INSTRUCTIONS:
a – From the passage on pervasive computing, list the things that industry members' contributions enable the IMS Center to create.
b – Write out word for word the part of the passage on pervasive computing that begins at the words "In the years" and stops after the words "as Auto-ID Labs.)".

Today, if you want the benefits of computing, you sit down at a computer. Once at the computer, you do things the way the computer expects them to be done. If your hardware and software are decently designed, the experience feels relatively “natural” after a while—but only because you, the amazingly adaptable human being, have adapted to it.
To this day, IT has been something like a baby in diapers—cared for by people, coddled by people, tolerated by people. And rather astonishingly, most people don’t expect IT to get out of its diapers. They expect it to get cheaper, faster, and perhaps more entertaining, but they don’t expect it to grow up.
Academics and Entrepreneurs
Thus the promise of the M2M / Pervasive Internet era—i.e., billions of smart devices sharing their real-world, real-time data and controlling each other on a global network—has often been greeted with the kind of cynicism that killed its sexier predecessor, AI.
Even without AI’s massive self-hype, pervasive technologies face overt hostilities from various quarters (labor unions, misguided privacy protectors, misinformed members of the public and their elected representatives), as well as the standards battles being waged by private-sector companies who want the next era of computing to be based upon their proprietary technologies. The editor of a leading magazine for the “digerati” recently said, in a private conversation, “We’ve been hearing for years about the day when any electronic device will be able to talk to any other device. When is it actually going to happen?”
The dot-com crash caused investors to treat Internet technologies like the plague, but the people who actually understand and create high-tech innovation knew better. They knew that the crash was merely a speed-bump in an unstoppable journey. To continue innovating, and especially to “cross the chasm” between innovation and real-world impact, they had to find sources of greater sanity and support than a fickle investment community obsessed with quarterly reports.
In the years since the crash, academic / industry cooperation has proven to be indispensible. One excellent example is MIT’s Auto-ID Center, which was founded with the mission of building “an Internet of things.” The Center gathered over 100 corporate sponsors and delegates, created the Electronic Product Code (EPC™—now widely accepted as the successor to the barcode), and specified numerous proposed standards and industry milestones that have greatly advanced the commercialization of RFID technology. (Its work completed, the Auto-ID Center officially closed on October 26, 2003, transferring its technology to EPCglobal. Its university labs continue to exist as Auto-ID Labs.)
IMS and Automated “Machine Health”
The Center for Intelligent Machine Maintenance (IMS), headquartered at the University of Wisconsin at Milwaukee, is another example of academic researchers and scientists joining with industry stakeholders to create a future that everyone wants. IMS is a National Science Foundation Industry / University Cooperative Research Center whose industry members contribute cash or in-kind donations of technology, equipment, and expertise that enable the Center to create the research environment, industrial testbeds, and standardized software tools that will make automated “machine health” a reality.
When smart machines are networked and remotely monitored, and when their data is modeled and continually analyzed with sophisticated systems, it is possible to go beyond mere “predictive maintenance” to true machine “prognostics”—the process of pinpointing exactly which components of a machine are likely to fail, and when.

DATA PROVIDED:
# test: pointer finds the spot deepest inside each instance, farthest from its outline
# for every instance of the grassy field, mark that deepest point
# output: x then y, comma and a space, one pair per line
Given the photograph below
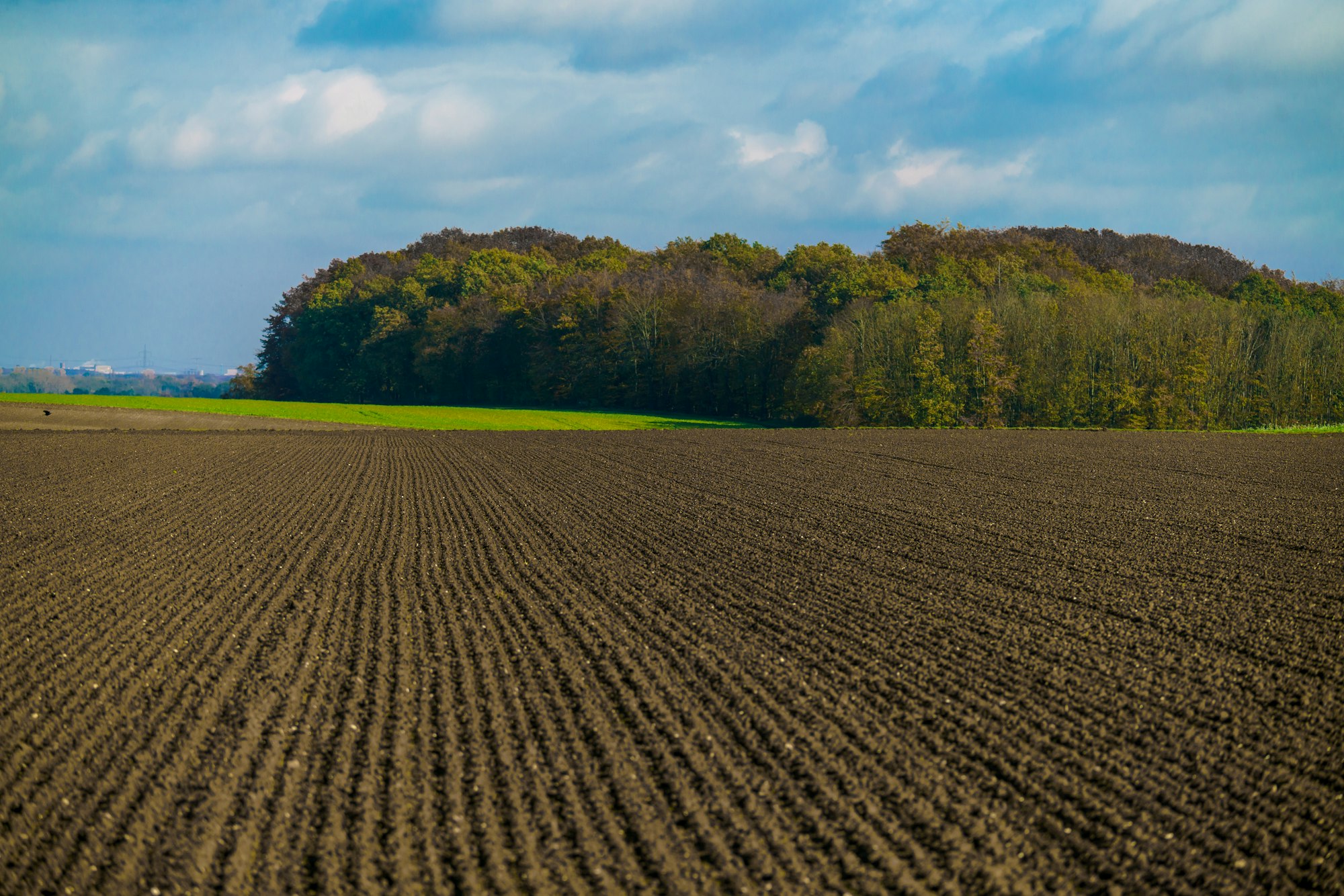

ANSWER SET:
a –
- the research environment
- industrial testbeds
- standardized software tools

b –
In the years since the crash, academic / industry cooperation has proven to be indispensible. One excellent example is MIT’s Auto-ID Center, which was founded with the mission of building “an Internet of things.” The Center gathered over 100 corporate sponsors and delegates, created the Electronic Product Code (EPC™—now widely accepted as the successor to the barcode), and specified numerous proposed standards and industry milestones that have greatly advanced the commercialization of RFID technology. (Its work completed, the Auto-ID Center officially closed on October 26, 2003, transferring its technology to EPCglobal. Its university labs continue to exist as Auto-ID Labs.)